* Work to do:
Copy out each line exactly; pictures stay out of the copy.

* Extracted information:
☆ ☆ ☆ ☆ ☆ ☆ ☆

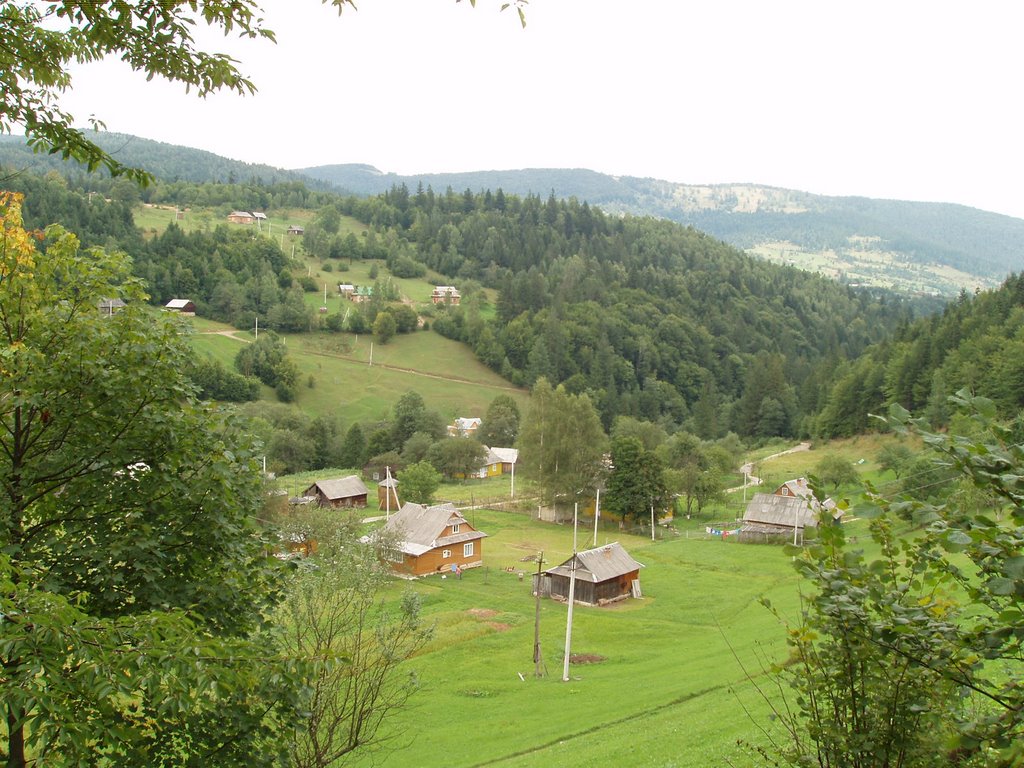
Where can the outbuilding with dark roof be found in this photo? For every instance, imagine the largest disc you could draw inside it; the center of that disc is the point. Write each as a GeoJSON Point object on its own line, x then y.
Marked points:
{"type": "Point", "coordinates": [603, 574]}
{"type": "Point", "coordinates": [344, 492]}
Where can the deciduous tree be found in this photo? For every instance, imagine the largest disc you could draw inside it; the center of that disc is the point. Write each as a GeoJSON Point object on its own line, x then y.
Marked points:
{"type": "Point", "coordinates": [132, 574]}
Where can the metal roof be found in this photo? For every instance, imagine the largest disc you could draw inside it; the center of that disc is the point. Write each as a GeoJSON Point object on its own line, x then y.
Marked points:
{"type": "Point", "coordinates": [417, 528]}
{"type": "Point", "coordinates": [596, 565]}
{"type": "Point", "coordinates": [343, 487]}
{"type": "Point", "coordinates": [784, 511]}
{"type": "Point", "coordinates": [505, 456]}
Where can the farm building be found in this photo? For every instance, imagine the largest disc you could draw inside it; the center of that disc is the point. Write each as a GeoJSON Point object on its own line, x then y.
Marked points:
{"type": "Point", "coordinates": [344, 492]}
{"type": "Point", "coordinates": [445, 295]}
{"type": "Point", "coordinates": [784, 513]}
{"type": "Point", "coordinates": [464, 427]}
{"type": "Point", "coordinates": [111, 306]}
{"type": "Point", "coordinates": [246, 217]}
{"type": "Point", "coordinates": [184, 306]}
{"type": "Point", "coordinates": [602, 576]}
{"type": "Point", "coordinates": [431, 540]}
{"type": "Point", "coordinates": [499, 462]}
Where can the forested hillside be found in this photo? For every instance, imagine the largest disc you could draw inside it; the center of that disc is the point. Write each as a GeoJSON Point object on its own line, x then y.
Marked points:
{"type": "Point", "coordinates": [974, 242]}
{"type": "Point", "coordinates": [650, 318]}
{"type": "Point", "coordinates": [977, 343]}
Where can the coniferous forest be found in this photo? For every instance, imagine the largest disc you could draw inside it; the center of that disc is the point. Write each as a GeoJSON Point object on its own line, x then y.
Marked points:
{"type": "Point", "coordinates": [651, 320]}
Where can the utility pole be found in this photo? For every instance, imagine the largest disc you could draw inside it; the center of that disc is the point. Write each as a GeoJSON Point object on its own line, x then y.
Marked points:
{"type": "Point", "coordinates": [539, 668]}
{"type": "Point", "coordinates": [568, 620]}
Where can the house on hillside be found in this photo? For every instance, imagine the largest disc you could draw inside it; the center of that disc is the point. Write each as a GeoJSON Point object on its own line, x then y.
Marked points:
{"type": "Point", "coordinates": [603, 574]}
{"type": "Point", "coordinates": [246, 217]}
{"type": "Point", "coordinates": [182, 306]}
{"type": "Point", "coordinates": [361, 294]}
{"type": "Point", "coordinates": [343, 493]}
{"type": "Point", "coordinates": [499, 462]}
{"type": "Point", "coordinates": [445, 295]}
{"type": "Point", "coordinates": [784, 513]}
{"type": "Point", "coordinates": [464, 427]}
{"type": "Point", "coordinates": [431, 540]}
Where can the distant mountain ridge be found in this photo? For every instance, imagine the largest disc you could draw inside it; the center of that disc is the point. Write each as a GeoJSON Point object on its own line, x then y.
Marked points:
{"type": "Point", "coordinates": [923, 248]}
{"type": "Point", "coordinates": [919, 247]}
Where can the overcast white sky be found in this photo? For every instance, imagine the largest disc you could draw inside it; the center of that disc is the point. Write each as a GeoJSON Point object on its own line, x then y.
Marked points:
{"type": "Point", "coordinates": [909, 99]}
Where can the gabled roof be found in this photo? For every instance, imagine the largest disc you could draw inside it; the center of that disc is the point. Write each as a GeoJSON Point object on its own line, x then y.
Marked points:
{"type": "Point", "coordinates": [503, 456]}
{"type": "Point", "coordinates": [784, 511]}
{"type": "Point", "coordinates": [343, 487]}
{"type": "Point", "coordinates": [418, 529]}
{"type": "Point", "coordinates": [596, 565]}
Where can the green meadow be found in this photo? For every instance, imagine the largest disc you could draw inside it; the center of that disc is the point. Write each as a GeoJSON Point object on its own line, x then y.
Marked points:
{"type": "Point", "coordinates": [354, 387]}
{"type": "Point", "coordinates": [673, 680]}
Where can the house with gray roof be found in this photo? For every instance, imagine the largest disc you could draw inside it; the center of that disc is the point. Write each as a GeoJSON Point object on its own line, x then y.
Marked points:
{"type": "Point", "coordinates": [342, 493]}
{"type": "Point", "coordinates": [420, 540]}
{"type": "Point", "coordinates": [603, 574]}
{"type": "Point", "coordinates": [785, 513]}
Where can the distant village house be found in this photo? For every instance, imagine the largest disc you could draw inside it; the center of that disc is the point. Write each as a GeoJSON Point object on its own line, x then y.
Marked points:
{"type": "Point", "coordinates": [603, 576]}
{"type": "Point", "coordinates": [182, 306]}
{"type": "Point", "coordinates": [246, 217]}
{"type": "Point", "coordinates": [784, 513]}
{"type": "Point", "coordinates": [111, 306]}
{"type": "Point", "coordinates": [464, 427]}
{"type": "Point", "coordinates": [431, 540]}
{"type": "Point", "coordinates": [445, 295]}
{"type": "Point", "coordinates": [343, 493]}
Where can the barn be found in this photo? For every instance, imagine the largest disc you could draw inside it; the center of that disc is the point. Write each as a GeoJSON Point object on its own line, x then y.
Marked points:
{"type": "Point", "coordinates": [344, 492]}
{"type": "Point", "coordinates": [604, 574]}
{"type": "Point", "coordinates": [785, 513]}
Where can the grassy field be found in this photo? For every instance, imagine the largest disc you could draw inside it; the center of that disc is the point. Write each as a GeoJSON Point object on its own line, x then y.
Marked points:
{"type": "Point", "coordinates": [672, 688]}
{"type": "Point", "coordinates": [347, 386]}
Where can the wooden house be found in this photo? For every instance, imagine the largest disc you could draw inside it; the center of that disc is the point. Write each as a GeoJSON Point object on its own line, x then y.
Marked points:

☆ ☆ ☆ ☆ ☆ ☆ ☆

* Response:
Where can the outbuilding with dark roof be found in this photo? For every instance, imagine the largest disc you could draw inside it; the center of that disc is the point. Write each as a GeoJSON Point object on its own line, x then y.
Marked points:
{"type": "Point", "coordinates": [603, 574]}
{"type": "Point", "coordinates": [344, 492]}
Where can the deciduous tree be found in this photo? For every instance, imagine the largest disc you could draw inside it; the center of that disc is the point. Write each as a GeoJSON Point object on its own line, x then y.
Marked points:
{"type": "Point", "coordinates": [132, 574]}
Where can the metal roof be found in this photo? For every instance, imagine the largest disc you could draw inside it; the center of that disc is the point. Write each as a GeoJSON Point object on its own line, x then y.
Marked points:
{"type": "Point", "coordinates": [417, 528]}
{"type": "Point", "coordinates": [596, 565]}
{"type": "Point", "coordinates": [343, 487]}
{"type": "Point", "coordinates": [784, 511]}
{"type": "Point", "coordinates": [505, 456]}
Where can the farm building be found in this photo? For every instance, imagine the largest disc you could draw inside it; the center of that disc is the point. Write each as a GeoJSON Point object on its own line, x then y.
Marked points:
{"type": "Point", "coordinates": [344, 492]}
{"type": "Point", "coordinates": [445, 295]}
{"type": "Point", "coordinates": [784, 513]}
{"type": "Point", "coordinates": [464, 427]}
{"type": "Point", "coordinates": [111, 306]}
{"type": "Point", "coordinates": [246, 217]}
{"type": "Point", "coordinates": [184, 306]}
{"type": "Point", "coordinates": [602, 576]}
{"type": "Point", "coordinates": [431, 540]}
{"type": "Point", "coordinates": [499, 462]}
Where can the forested hillside be found in this photo? For every instance, imagine the largest disc you could draw inside it; the center of that disc is the point. Write each as a GeoJSON Point object on its own line, x then y.
Marked points:
{"type": "Point", "coordinates": [974, 242]}
{"type": "Point", "coordinates": [650, 318]}
{"type": "Point", "coordinates": [977, 343]}
Where can the coniferous forest be found in this photo? For every instance, imagine the largest disc you could draw inside it; the center of that disc is the point. Write each as a GeoJSON Point object on its own line, x then y.
Marked points:
{"type": "Point", "coordinates": [651, 320]}
Where can the utility pole be found in this photo? For every instance, imagine the largest disc you could draw inside it; the center of that disc is the point. Write each as a GeoJSON Point object on its own line, x then y.
Marked points:
{"type": "Point", "coordinates": [539, 668]}
{"type": "Point", "coordinates": [568, 620]}
Where can the house on hillside be found in this photo? For every instance, imagine the largest disc you could draw inside it; the center of that disc is the point. Write each as a GeoJSON Point object on its own line, x then y.
Marked points:
{"type": "Point", "coordinates": [603, 574]}
{"type": "Point", "coordinates": [246, 217]}
{"type": "Point", "coordinates": [182, 306]}
{"type": "Point", "coordinates": [361, 294]}
{"type": "Point", "coordinates": [343, 493]}
{"type": "Point", "coordinates": [499, 462]}
{"type": "Point", "coordinates": [445, 295]}
{"type": "Point", "coordinates": [784, 513]}
{"type": "Point", "coordinates": [464, 427]}
{"type": "Point", "coordinates": [431, 540]}
Where can the distant mountain ridge be found in this photo? For every instance, imagine the largest disc you could draw inside it; the center of that disc is the point. Write each as a GeoJSON Point object on its own line, x then y.
Marked points:
{"type": "Point", "coordinates": [923, 248]}
{"type": "Point", "coordinates": [919, 247]}
Where can the overcast white sky be found in this photo? For every instance, imagine the largest disc you could draw inside it; the center of that disc is the point. Write each as a GeoJSON Point object on its own line, x then y.
Marked points:
{"type": "Point", "coordinates": [909, 99]}
Where can the gabled roof be found in this photo? For every instance, imagine the largest disc you could draw inside it; the center of that disc is the point. Write each as a GeoJSON Point object on its own line, x then y.
Marked points:
{"type": "Point", "coordinates": [503, 456]}
{"type": "Point", "coordinates": [784, 511]}
{"type": "Point", "coordinates": [343, 487]}
{"type": "Point", "coordinates": [418, 529]}
{"type": "Point", "coordinates": [596, 565]}
Where can the green meadow be found in this photo? For every instance, imagine the largest disc you could draw inside it; the center of that disc is the point. Write each as a GeoJSON Point object on its own line, x then y.
Marked points:
{"type": "Point", "coordinates": [354, 387]}
{"type": "Point", "coordinates": [673, 680]}
Where can the house with gray roof be found in this photo? For every instance, imagine the largest disc you could draw inside it; the center of that disc is the point. Write each as a GeoJSON Point object on its own line, x then y.
Marked points:
{"type": "Point", "coordinates": [342, 493]}
{"type": "Point", "coordinates": [420, 540]}
{"type": "Point", "coordinates": [603, 574]}
{"type": "Point", "coordinates": [785, 513]}
Where can the distant village house be found in this photo? For every instance, imagine the largest disc you could draw inside it; the center of that disc is the point. Write each as a GeoJSON Point object on its own line, x then y.
Marked points:
{"type": "Point", "coordinates": [603, 576]}
{"type": "Point", "coordinates": [182, 306]}
{"type": "Point", "coordinates": [246, 217]}
{"type": "Point", "coordinates": [784, 513]}
{"type": "Point", "coordinates": [111, 306]}
{"type": "Point", "coordinates": [464, 427]}
{"type": "Point", "coordinates": [431, 540]}
{"type": "Point", "coordinates": [445, 295]}
{"type": "Point", "coordinates": [343, 493]}
Where can the barn be found in this photo? For every instance, imagine the largest disc you could draw inside it; the center of that disc is the point. Write each as a GeoJSON Point object on its own line, x then y.
Marked points:
{"type": "Point", "coordinates": [344, 492]}
{"type": "Point", "coordinates": [604, 574]}
{"type": "Point", "coordinates": [785, 513]}
Where can the grassy field be found in this photo? For every instance, imagine the largest disc you could draw inside it; the center of that disc is the point. Write each as a GeoJSON Point object on its own line, x then y.
Marked points:
{"type": "Point", "coordinates": [672, 688]}
{"type": "Point", "coordinates": [347, 386]}
Where can the wooden house be found in this photo? For every instance, imagine the largest disc you could draw inside it; the center of that disc is the point. Write each as a GeoJSON Point object on its own line, x then y.
Marked points:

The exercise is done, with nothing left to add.